### Set task
Count how many of the following lines contain the word "below". Reply with that number alone.

══ Listed records

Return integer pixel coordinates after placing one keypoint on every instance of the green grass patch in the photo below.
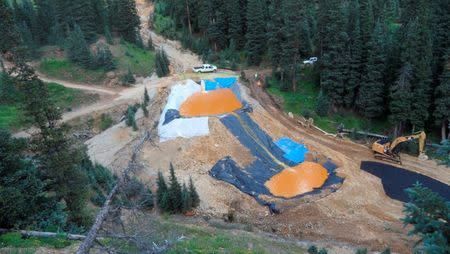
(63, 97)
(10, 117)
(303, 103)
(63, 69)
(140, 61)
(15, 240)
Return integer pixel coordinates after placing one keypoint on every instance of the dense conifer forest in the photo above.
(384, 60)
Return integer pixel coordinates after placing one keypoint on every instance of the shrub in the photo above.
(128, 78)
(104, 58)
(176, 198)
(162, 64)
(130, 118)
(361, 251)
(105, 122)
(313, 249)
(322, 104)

════
══ Listed records

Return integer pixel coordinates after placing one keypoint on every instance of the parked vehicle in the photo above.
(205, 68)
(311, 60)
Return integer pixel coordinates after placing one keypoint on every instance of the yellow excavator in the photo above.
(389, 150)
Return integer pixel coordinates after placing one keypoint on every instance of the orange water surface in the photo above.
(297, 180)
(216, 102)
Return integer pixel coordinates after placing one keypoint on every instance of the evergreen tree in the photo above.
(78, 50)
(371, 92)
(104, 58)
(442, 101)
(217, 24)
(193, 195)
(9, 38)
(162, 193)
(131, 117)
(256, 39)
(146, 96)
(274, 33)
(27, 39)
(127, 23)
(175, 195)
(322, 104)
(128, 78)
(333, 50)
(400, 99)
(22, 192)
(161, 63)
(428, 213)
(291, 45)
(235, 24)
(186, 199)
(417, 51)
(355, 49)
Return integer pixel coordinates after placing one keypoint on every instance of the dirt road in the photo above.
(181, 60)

════
══ Listed records

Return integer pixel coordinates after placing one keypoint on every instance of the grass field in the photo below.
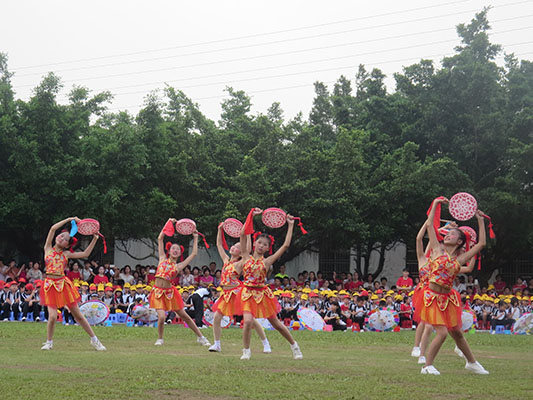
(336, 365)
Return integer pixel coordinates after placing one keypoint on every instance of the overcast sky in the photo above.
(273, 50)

════

### Output
2